### The input
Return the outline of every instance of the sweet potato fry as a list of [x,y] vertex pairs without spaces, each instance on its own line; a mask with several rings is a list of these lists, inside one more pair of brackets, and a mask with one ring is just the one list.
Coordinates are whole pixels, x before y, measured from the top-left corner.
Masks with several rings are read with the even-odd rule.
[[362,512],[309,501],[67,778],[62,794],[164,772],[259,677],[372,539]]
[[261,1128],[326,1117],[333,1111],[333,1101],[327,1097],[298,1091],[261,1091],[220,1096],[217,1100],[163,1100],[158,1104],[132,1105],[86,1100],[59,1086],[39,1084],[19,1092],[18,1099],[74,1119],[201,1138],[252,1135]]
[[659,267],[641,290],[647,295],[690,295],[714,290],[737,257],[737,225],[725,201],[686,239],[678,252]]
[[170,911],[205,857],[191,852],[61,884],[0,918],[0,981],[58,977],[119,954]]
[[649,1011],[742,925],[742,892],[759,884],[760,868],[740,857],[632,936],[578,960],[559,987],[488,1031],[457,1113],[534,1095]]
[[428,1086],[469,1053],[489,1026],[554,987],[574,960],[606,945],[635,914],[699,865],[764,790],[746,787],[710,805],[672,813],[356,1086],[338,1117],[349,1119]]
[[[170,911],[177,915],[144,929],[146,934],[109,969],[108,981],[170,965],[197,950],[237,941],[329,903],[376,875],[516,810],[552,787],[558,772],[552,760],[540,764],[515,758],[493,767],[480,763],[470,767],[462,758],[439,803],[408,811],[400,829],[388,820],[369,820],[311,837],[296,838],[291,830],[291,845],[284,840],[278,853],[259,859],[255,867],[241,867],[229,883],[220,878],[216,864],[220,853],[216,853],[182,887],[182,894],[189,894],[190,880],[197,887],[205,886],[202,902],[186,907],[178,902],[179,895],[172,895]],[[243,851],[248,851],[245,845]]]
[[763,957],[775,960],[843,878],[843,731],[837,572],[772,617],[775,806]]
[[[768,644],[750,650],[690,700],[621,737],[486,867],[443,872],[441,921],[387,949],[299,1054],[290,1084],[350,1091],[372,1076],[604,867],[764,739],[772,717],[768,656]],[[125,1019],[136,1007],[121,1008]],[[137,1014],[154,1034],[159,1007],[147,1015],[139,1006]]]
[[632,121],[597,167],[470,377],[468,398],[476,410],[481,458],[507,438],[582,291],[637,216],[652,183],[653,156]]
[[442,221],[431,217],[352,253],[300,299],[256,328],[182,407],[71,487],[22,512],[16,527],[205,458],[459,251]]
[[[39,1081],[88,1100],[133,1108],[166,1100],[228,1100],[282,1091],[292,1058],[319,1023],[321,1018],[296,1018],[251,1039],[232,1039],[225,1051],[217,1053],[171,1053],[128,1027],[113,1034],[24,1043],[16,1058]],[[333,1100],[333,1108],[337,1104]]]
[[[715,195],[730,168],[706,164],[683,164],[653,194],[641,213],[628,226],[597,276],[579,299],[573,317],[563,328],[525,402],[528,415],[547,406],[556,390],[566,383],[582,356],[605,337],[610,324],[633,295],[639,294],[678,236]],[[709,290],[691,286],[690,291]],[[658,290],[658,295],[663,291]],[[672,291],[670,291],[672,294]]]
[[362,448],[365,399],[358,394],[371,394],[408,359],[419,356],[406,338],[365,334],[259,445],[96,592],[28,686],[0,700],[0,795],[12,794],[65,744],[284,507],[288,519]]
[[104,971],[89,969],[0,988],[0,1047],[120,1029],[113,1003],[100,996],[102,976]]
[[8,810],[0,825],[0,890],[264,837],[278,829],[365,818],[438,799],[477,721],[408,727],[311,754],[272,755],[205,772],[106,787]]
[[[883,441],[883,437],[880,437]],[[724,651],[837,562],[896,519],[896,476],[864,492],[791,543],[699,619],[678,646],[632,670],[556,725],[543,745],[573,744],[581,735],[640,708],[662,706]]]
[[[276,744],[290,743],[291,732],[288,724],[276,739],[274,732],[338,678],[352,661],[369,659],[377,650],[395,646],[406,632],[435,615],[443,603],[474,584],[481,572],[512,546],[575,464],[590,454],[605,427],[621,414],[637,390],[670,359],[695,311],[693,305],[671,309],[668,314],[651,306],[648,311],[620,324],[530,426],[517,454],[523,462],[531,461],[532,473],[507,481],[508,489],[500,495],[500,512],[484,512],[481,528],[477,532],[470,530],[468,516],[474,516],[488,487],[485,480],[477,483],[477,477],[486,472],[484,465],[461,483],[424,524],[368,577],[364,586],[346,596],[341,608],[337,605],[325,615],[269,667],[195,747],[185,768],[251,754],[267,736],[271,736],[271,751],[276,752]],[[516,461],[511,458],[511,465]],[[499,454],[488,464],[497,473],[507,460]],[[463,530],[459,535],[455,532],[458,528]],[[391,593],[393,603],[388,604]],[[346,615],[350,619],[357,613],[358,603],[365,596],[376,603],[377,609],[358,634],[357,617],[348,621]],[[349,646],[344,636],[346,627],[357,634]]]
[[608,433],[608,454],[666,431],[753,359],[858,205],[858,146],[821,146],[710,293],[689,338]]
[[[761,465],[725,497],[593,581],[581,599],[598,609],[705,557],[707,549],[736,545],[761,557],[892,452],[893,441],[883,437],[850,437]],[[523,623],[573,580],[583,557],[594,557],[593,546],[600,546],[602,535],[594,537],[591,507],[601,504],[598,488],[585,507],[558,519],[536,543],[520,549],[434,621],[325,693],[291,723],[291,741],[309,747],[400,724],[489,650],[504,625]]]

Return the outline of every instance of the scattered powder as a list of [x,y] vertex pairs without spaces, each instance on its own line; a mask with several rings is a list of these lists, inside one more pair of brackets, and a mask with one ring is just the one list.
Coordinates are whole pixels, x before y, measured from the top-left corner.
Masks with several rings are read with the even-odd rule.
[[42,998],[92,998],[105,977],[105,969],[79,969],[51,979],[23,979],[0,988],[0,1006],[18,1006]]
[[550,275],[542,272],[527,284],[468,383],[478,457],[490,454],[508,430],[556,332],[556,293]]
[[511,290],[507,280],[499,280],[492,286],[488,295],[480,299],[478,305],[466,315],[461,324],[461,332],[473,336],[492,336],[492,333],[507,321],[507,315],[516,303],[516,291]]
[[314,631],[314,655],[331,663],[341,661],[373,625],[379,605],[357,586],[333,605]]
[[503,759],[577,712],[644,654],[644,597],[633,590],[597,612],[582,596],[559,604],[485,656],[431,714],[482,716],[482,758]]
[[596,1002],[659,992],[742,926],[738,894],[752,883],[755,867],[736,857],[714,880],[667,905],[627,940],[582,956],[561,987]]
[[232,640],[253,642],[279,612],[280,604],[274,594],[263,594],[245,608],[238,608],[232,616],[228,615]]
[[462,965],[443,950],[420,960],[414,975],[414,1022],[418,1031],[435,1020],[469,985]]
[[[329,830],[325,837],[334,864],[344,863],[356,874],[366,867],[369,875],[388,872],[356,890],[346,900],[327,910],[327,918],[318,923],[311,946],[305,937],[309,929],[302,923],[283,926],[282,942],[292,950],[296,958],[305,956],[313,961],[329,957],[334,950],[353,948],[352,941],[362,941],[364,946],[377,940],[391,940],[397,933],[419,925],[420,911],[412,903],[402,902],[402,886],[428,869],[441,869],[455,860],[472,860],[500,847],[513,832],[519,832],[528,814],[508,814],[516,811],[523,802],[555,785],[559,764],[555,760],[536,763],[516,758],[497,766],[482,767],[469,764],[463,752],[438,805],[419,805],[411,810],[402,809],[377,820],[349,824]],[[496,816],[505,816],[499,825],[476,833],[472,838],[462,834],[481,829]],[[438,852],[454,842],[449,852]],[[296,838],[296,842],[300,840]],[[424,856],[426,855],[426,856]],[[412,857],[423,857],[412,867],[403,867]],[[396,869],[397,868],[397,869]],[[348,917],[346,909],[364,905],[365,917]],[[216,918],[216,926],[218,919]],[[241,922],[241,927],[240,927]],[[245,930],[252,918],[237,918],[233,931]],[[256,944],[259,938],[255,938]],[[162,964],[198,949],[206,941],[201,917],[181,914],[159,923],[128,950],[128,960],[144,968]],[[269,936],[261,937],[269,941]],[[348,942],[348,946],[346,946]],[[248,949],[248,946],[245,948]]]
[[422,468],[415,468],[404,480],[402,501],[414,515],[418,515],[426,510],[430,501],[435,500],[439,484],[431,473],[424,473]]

### What is required
Pull out every line of the rows above that contains the word "pair", treating uppercase and lowercase letters as different.

### Response below
Return the outline of every instance of the sweet potato fry as a list of [x,y] vertex pairs without spaces, each instance on its own line; a mask with several rings is a list of these lists, inside one more pair of brackets, and a mask with one ring is just the one list.
Return the outline of every instance of the scattered powder as a list of [x,y] vertex pairs without spaces, each instance on its own line; a mask with several rings is a list of these lists, inside one more pair of brackets, and a mask with one ring is just the one list.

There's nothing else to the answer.